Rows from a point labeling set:
· · · · ·
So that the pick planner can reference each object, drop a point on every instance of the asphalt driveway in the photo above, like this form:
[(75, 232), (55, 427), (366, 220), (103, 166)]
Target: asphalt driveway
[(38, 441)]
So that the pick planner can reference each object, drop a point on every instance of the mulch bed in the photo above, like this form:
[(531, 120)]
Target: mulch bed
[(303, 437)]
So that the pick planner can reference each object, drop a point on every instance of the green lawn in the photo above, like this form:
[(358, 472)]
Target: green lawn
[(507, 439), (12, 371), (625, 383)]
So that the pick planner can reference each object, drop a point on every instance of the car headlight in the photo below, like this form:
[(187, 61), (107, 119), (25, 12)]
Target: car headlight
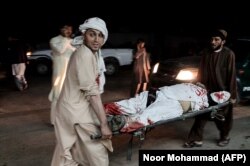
[(187, 74), (28, 53), (155, 69)]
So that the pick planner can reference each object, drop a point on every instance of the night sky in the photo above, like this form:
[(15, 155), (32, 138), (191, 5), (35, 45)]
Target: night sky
[(40, 21)]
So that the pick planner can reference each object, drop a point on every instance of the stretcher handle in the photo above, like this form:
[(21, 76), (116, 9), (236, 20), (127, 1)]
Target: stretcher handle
[(96, 136)]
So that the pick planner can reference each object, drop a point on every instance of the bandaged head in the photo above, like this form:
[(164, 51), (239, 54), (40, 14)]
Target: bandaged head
[(95, 23), (220, 33)]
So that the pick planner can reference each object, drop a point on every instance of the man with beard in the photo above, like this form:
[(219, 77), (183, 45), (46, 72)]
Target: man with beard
[(217, 73)]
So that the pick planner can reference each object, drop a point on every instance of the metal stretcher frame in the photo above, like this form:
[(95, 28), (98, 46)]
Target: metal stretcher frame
[(141, 132)]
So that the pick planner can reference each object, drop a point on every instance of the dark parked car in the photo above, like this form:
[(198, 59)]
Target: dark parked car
[(185, 69)]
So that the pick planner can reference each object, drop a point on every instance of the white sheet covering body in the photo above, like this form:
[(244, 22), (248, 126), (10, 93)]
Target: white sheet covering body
[(166, 105)]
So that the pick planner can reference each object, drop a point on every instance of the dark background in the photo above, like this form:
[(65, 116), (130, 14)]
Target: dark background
[(39, 21)]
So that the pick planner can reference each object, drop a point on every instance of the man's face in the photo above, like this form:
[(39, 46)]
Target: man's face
[(216, 43), (66, 31), (93, 39)]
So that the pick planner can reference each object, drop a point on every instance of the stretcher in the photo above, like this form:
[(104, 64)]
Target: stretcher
[(141, 132)]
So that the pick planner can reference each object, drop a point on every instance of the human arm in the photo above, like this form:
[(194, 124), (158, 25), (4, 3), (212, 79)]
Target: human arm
[(61, 44), (86, 74), (232, 78), (96, 103)]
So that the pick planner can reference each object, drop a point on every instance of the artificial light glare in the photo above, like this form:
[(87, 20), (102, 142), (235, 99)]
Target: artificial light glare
[(187, 74), (156, 66)]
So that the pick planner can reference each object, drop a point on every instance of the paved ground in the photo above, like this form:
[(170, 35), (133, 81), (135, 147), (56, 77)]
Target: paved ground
[(27, 139)]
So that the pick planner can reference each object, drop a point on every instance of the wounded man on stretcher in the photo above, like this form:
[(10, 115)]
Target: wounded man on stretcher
[(163, 103)]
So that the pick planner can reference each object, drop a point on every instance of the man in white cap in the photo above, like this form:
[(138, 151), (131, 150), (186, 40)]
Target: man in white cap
[(80, 112), (217, 73)]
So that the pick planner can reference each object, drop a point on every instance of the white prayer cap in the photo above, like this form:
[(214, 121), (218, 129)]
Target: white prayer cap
[(95, 23)]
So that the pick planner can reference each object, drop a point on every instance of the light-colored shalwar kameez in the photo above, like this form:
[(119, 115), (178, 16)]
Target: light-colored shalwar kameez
[(61, 52), (75, 118)]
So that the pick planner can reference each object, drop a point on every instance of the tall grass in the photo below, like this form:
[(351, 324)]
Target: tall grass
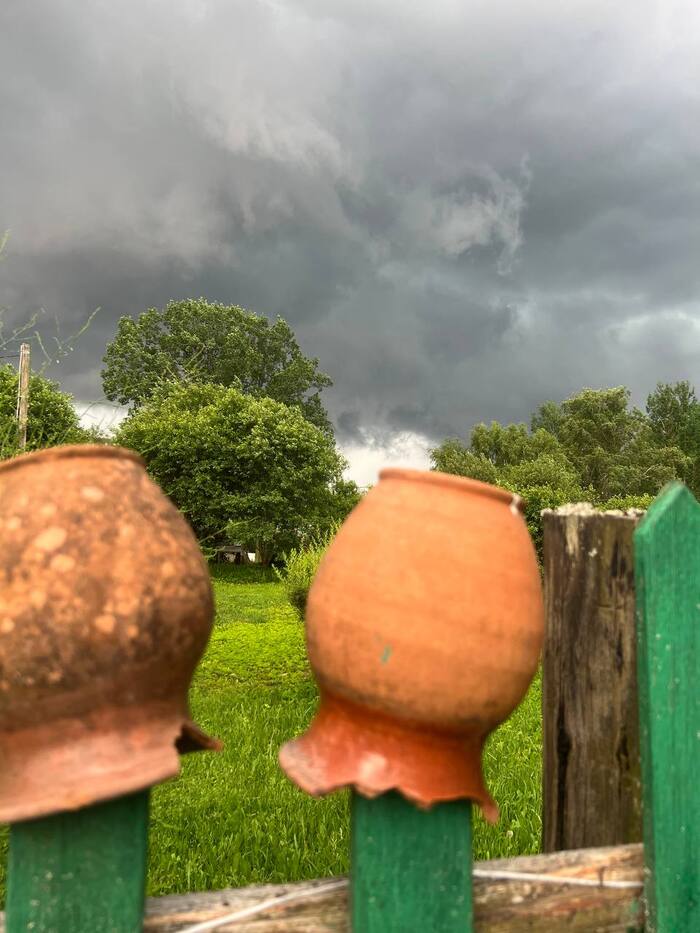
[(300, 568)]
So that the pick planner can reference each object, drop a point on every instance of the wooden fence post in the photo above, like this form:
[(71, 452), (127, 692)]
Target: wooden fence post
[(411, 868), (667, 546), (106, 610), (592, 790)]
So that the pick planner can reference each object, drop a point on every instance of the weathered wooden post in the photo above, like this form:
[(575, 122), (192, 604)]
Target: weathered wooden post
[(667, 546), (416, 665), (105, 609), (591, 775)]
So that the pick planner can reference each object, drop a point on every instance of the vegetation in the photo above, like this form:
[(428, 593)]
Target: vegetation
[(199, 341), (233, 818), (51, 420), (590, 447), (240, 468)]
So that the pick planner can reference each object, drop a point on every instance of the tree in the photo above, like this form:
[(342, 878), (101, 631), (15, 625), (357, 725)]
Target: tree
[(52, 418), (198, 341), (674, 415), (242, 469), (590, 447), (612, 447)]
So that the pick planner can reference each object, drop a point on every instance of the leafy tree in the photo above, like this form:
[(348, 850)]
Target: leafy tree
[(242, 469), (612, 447), (674, 415), (198, 341), (591, 447), (51, 419)]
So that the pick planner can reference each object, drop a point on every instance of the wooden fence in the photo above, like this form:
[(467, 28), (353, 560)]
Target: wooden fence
[(621, 711)]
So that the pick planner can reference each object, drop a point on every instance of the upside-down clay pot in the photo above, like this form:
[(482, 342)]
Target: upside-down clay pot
[(105, 610), (424, 626)]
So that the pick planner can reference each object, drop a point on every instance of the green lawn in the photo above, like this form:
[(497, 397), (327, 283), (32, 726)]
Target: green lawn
[(232, 818)]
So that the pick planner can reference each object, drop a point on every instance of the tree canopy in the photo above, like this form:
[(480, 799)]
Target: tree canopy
[(51, 420), (592, 446), (203, 342), (242, 469)]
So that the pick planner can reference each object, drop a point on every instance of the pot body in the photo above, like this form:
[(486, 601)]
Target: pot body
[(105, 610), (426, 619)]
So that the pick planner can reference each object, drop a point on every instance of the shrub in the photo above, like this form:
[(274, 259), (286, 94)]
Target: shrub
[(300, 568)]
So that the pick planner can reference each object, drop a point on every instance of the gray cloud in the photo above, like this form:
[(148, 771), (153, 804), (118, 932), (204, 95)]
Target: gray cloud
[(463, 209)]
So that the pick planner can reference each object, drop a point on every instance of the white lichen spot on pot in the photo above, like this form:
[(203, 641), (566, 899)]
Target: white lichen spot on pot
[(61, 563), (371, 767), (92, 493), (51, 539), (105, 623), (37, 598)]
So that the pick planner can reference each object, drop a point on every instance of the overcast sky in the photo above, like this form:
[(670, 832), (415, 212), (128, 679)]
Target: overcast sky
[(462, 208)]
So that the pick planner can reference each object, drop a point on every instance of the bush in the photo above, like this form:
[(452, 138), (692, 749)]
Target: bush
[(300, 568)]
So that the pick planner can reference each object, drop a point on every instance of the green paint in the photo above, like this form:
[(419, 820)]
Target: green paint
[(80, 872), (667, 558), (411, 868)]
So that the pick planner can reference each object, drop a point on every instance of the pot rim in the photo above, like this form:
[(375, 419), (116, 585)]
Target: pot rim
[(66, 451), (458, 483)]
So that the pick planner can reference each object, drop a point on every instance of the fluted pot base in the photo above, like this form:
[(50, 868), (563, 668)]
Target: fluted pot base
[(348, 745), (71, 763)]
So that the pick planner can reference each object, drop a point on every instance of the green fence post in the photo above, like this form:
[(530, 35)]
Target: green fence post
[(667, 566), (411, 868), (80, 872)]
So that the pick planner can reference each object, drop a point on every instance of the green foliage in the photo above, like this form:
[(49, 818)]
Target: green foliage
[(199, 341), (51, 417), (242, 469), (300, 568), (212, 827), (591, 447)]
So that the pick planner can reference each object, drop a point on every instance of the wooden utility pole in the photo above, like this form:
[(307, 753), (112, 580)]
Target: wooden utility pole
[(23, 395)]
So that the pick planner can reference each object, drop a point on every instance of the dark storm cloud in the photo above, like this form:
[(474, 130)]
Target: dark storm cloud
[(462, 209)]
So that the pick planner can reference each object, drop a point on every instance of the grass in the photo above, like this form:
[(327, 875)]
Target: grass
[(232, 818)]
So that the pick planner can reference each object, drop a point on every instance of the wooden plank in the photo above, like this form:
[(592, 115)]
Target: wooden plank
[(500, 906), (591, 775), (80, 872), (411, 868), (668, 583)]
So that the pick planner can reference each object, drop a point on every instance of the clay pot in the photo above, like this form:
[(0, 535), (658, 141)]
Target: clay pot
[(424, 627), (105, 610)]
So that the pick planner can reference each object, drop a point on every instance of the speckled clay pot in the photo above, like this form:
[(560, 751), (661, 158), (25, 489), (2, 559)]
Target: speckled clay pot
[(424, 627), (105, 609)]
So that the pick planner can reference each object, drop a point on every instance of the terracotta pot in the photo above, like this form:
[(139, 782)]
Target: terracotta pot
[(424, 627), (105, 609)]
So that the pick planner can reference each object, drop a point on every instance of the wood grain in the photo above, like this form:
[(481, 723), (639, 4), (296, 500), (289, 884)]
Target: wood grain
[(591, 775), (411, 868), (81, 871)]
· · · · ·
▸ **Directive**: Copy the lines above word for word, beginning with the line that contains "the green foliage" and continuing through the line that contains "[(500, 906), (591, 775), (80, 872), (411, 868), (668, 583)]", with both of those lines included.

▸ **Result for this task**:
So that the pick planner can reference each object, drop a point on every instance of the green foliage in the photo above, like this form:
[(49, 818)]
Target: green foliage
[(199, 341), (51, 417), (242, 469), (300, 568), (212, 827), (591, 447)]
So that the pick planner can reference each object, drop a point on every instance of the wooden utility pole in the photo above, like this form:
[(307, 753), (112, 580)]
Target: wooden utility pole
[(23, 395)]
So that the pick planner can reference each object, drop a point on every instance of the dark storm cloud in the photo above, like this form:
[(474, 130)]
Target: dark storm cloud
[(462, 209)]
So that the pick planner can reference each object, drop a point on every instance of the grass in the photo above, like this form:
[(327, 875)]
Target: grass
[(232, 818)]
So that the pick planner can reference each object, drop a point on every instance of the wooden plank in the photo above, like this form:
[(592, 115)]
Target: wooden plank
[(500, 906), (591, 775), (80, 872), (411, 868), (668, 583)]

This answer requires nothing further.